■ Task description: Set out every line of the records below as a Markdown table with two columns, "Entry" for the running number and "Content" for the line itself. Skip blank lines and leave out the pictures.

### Dataset excerpts

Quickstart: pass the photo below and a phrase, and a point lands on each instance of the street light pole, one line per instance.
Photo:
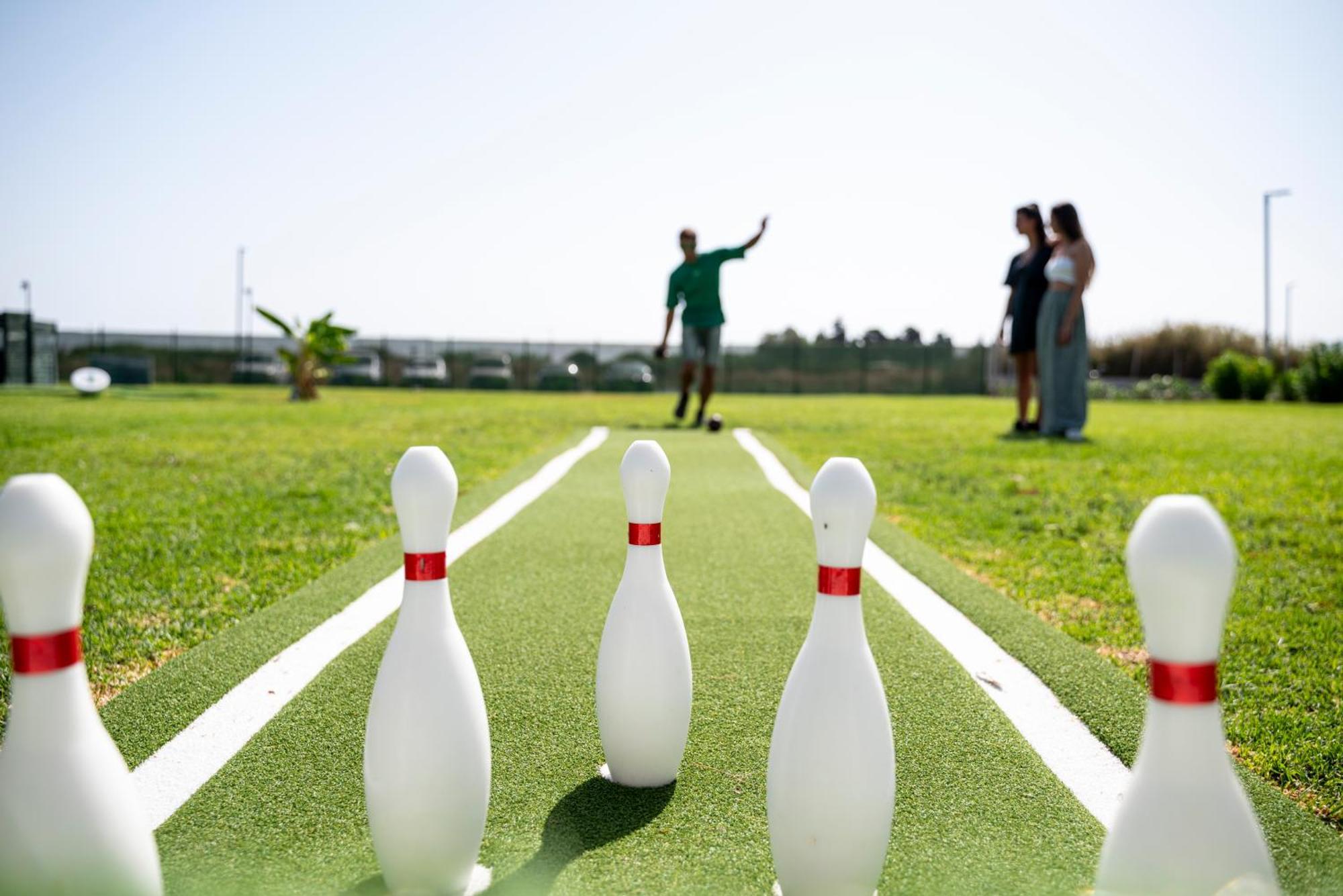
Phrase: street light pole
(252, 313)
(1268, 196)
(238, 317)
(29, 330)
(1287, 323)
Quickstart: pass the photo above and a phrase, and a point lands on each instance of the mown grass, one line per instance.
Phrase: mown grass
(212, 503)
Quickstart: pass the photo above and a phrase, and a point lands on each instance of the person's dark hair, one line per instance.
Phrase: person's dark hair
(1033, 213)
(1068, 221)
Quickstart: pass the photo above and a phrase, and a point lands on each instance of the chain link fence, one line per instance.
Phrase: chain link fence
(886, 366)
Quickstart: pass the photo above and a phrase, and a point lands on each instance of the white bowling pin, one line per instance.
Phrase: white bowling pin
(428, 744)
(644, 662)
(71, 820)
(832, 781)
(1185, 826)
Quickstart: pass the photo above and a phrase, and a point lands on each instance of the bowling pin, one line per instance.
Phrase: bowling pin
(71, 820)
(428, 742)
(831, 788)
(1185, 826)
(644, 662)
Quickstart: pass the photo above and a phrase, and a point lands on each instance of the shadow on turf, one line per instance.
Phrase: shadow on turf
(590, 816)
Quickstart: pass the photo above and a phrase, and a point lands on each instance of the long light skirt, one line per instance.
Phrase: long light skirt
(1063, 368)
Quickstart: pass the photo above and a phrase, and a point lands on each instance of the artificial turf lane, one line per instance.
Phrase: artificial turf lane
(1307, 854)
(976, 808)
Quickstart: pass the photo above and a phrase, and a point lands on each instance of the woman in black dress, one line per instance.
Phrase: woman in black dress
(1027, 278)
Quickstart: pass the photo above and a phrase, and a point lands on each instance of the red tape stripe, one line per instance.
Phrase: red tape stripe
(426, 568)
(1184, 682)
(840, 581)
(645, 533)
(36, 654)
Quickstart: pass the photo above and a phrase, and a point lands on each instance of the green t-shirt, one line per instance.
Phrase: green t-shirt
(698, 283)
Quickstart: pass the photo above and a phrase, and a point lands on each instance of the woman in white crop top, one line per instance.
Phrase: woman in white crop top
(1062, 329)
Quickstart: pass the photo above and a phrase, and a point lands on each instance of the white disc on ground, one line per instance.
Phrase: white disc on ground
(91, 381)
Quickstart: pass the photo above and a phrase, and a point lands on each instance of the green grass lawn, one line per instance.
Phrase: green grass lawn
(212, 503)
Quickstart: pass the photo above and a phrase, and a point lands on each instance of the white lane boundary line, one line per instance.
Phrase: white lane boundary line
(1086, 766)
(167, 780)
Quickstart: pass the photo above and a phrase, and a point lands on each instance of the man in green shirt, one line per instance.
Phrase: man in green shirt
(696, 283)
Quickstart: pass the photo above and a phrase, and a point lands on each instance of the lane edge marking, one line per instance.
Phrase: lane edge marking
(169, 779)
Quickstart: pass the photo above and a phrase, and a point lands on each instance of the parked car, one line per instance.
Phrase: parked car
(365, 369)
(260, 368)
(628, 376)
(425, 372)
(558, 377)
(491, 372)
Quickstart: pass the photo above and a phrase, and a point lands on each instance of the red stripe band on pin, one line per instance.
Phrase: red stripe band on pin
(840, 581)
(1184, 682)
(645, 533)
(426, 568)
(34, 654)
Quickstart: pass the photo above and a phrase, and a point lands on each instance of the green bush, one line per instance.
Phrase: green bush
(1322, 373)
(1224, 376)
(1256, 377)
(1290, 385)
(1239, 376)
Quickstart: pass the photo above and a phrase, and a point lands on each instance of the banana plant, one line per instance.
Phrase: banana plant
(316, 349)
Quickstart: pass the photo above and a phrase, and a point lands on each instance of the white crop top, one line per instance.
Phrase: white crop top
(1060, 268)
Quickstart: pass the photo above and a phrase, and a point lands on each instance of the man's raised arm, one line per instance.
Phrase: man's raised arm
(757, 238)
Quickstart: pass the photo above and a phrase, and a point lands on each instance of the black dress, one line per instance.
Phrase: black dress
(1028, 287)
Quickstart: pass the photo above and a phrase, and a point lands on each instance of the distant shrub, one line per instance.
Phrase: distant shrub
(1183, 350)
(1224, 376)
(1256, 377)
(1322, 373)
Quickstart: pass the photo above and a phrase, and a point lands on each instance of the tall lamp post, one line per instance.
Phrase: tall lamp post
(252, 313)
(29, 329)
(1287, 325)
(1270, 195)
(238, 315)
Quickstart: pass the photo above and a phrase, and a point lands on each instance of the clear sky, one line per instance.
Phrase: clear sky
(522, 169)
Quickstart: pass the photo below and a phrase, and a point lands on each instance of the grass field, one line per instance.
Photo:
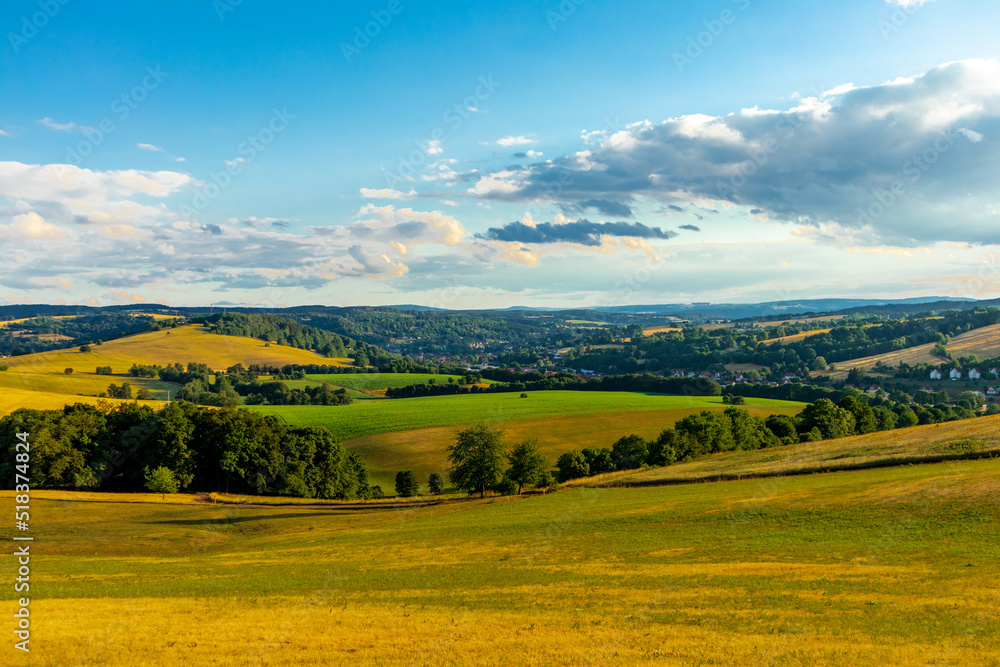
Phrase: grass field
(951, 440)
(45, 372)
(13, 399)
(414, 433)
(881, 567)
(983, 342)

######

■ Final answer:
| Entry | Content |
|---|---|
| 1 | Quickstart: pass the photo below and a phrase, and a point lands on each instance of the street light pole, one line per instance. |
| 2 | Photo: |
| 3 | Phrase: street light pole |
| 4 | (252, 313) |
| 5 | (1268, 196) |
| 6 | (238, 317) |
| 7 | (29, 330) |
| 8 | (1287, 323) |
| 9 | Quickstart: pass the photo above and a phrase, and a point lands on each instance of the mown grass, one line per instance. |
| 10 | Phrase: mown grass |
| 11 | (212, 503) |
| 12 | Quickstart: pass the photo above and a phrase, and a point lands on each instance of the person's dark hair, one line per instance. |
| 13 | Phrase: person's dark hair |
| 14 | (1033, 213) |
| 15 | (1068, 221) |
| 16 | Quickstart: pass the photo above and a phrase, and a point lands on each instance of the chain link fence, one line per instance. |
| 17 | Phrase: chain link fence |
| 18 | (886, 366) |
| 19 | Quickstart: pass the photo above and a phrase, and a point lands on each instance of the white bowling pin, one line per instance. |
| 20 | Phrase: white bowling pin |
| 21 | (428, 744) |
| 22 | (644, 662) |
| 23 | (71, 820) |
| 24 | (832, 781) |
| 25 | (1185, 826) |
| 26 | Quickstart: pass the photo above and a phrase, and a point lands on each instance of the bowling pin, one line per instance. |
| 27 | Phrase: bowling pin |
| 28 | (71, 820) |
| 29 | (428, 742) |
| 30 | (831, 788) |
| 31 | (1185, 826) |
| 32 | (644, 662) |
| 33 | Quickstart: pass the photo above and a phrase, and a point lands on each instance of the shadow on turf, one line per instance. |
| 34 | Phrase: shadow on turf |
| 35 | (590, 816) |
| 36 | Quickstart: pass the photo above and a phrase, and a point lands on each instance of the long light skirt, one line per instance. |
| 37 | Phrase: long light skirt |
| 38 | (1063, 368) |
| 39 | Quickstart: pass the photo above and a phrase, and a point lands on each instance of the artificial turf lane, one line per instance. |
| 40 | Phrase: artificial turf lane |
| 41 | (1307, 854) |
| 42 | (976, 808) |
| 43 | Quickstart: pass the photo above and a phrase, and a point lands on each instance of the woman in black dress, one line per instance. |
| 44 | Phrase: woman in black dress |
| 45 | (1027, 278) |
| 46 | Quickstart: pass the photo above and a phrase, and a point lands on each instance of the red tape stripe, one line per instance. |
| 47 | Phrase: red tape stripe |
| 48 | (426, 568) |
| 49 | (1184, 682) |
| 50 | (840, 581) |
| 51 | (645, 533) |
| 52 | (36, 654) |
| 53 | Quickstart: pass the photo above and a phrase, and a point lands on each instance of the green t-shirt, one line per instance. |
| 54 | Phrase: green t-shirt |
| 55 | (698, 283) |
| 56 | Quickstart: pass the photo above and a phrase, and a point lands on each instance of the woman in white crop top, one line per instance. |
| 57 | Phrase: woman in white crop top |
| 58 | (1062, 329) |
| 59 | Quickstart: pass the photo above and a phrase, and a point lands on each instance of the white disc on ground, one line per instance. |
| 60 | Phrase: white disc on ground |
| 61 | (91, 381) |
| 62 | Quickstart: pass the photo above and a phrase, and a point lands on each instance of the green grass lawn, one line per instance. |
| 63 | Phrase: green grass lawn |
| 64 | (212, 503) |
| 65 | Quickstart: pass the photo above and a phrase, and a point lands on each instance of the white lane boundary line, one line per instance. |
| 66 | Phrase: white lane boundary line |
| 67 | (1086, 766) |
| 68 | (167, 780) |
| 69 | Quickstart: pass the photo above and a phrase, and a point lands on each instance of the man in green shirt, one line per instance. |
| 70 | Phrase: man in green shirt |
| 71 | (696, 283) |
| 72 | Quickstart: pass the photo above and a phrase, and a point lands on each instance of the lane edge marking, one line per instance. |
| 73 | Phrase: lane edge marking |
| 74 | (169, 779) |
| 75 | Quickstart: pass the photo above and a phrase, and a point lands on each instance of the parked car, one line per instance. |
| 76 | Phrase: parked car |
| 77 | (365, 369) |
| 78 | (260, 368) |
| 79 | (628, 376) |
| 80 | (425, 372) |
| 81 | (558, 377) |
| 82 | (491, 372) |
| 83 | Quickstart: pass the photo above and a phrase, and a point lands on each instance of the red stripe band on pin, one line per instance. |
| 84 | Phrase: red stripe band on pin |
| 85 | (840, 581) |
| 86 | (1184, 682) |
| 87 | (645, 533) |
| 88 | (426, 568) |
| 89 | (34, 654) |
| 90 | Quickstart: pass the photo above and a phrase, and a point lands on each instance of the green bush, one line per instance. |
| 91 | Phrase: green bush |
| 92 | (1322, 373) |
| 93 | (1224, 376) |
| 94 | (1256, 377) |
| 95 | (1290, 385) |
| 96 | (1239, 376) |
| 97 | Quickstart: pass the photo above and a phrase, and a point lands on each instance of the banana plant, one line per instance. |
| 98 | Phrase: banana plant |
| 99 | (316, 349) |
| 100 | Quickstart: pass the photo above and a phrase, and a point lands on each instance of the white crop top, one line per instance. |
| 101 | Phrase: white crop top |
| 102 | (1060, 268) |
| 103 | Quickstart: pass the photo above and a phrase, and a point lands on each instance of the man's raised arm, one line per instance. |
| 104 | Phrase: man's raised arm |
| 105 | (757, 238) |
| 106 | Quickstart: pass the photo above and a phrase, and a point lands on each instance of the black dress, one line per instance. |
| 107 | Phrase: black dress |
| 108 | (1028, 287) |
| 109 | Quickstart: pass the photo above and a phrase, and a point lands on each instance of the distant shrub, one line per instance. |
| 110 | Phrase: distant shrub |
| 111 | (1183, 350) |
| 112 | (1224, 376) |
| 113 | (1256, 377) |
| 114 | (1322, 373) |
| 115 | Quickstart: pass the photo above and a phrase, and a point lands on each instance of the tall lamp post, one line per instance. |
| 116 | Phrase: tall lamp post |
| 117 | (252, 313) |
| 118 | (29, 329) |
| 119 | (1287, 325) |
| 120 | (1270, 195) |
| 121 | (238, 315) |
| 122 | Quickstart: pass the photo above and a phrase, and a point lands on each instance of the clear sky, one line per instance. |
| 123 | Phrase: clear sky |
| 124 | (522, 169) |
| 125 | Quickstart: pass the photo below and a phrase, and a point lands on each instance of the grass field, one line per instance. |
| 126 | Photo: |
| 127 | Phrase: grass field |
| 128 | (951, 440) |
| 129 | (45, 372) |
| 130 | (13, 399) |
| 131 | (414, 433) |
| 132 | (881, 567) |
| 133 | (983, 342) |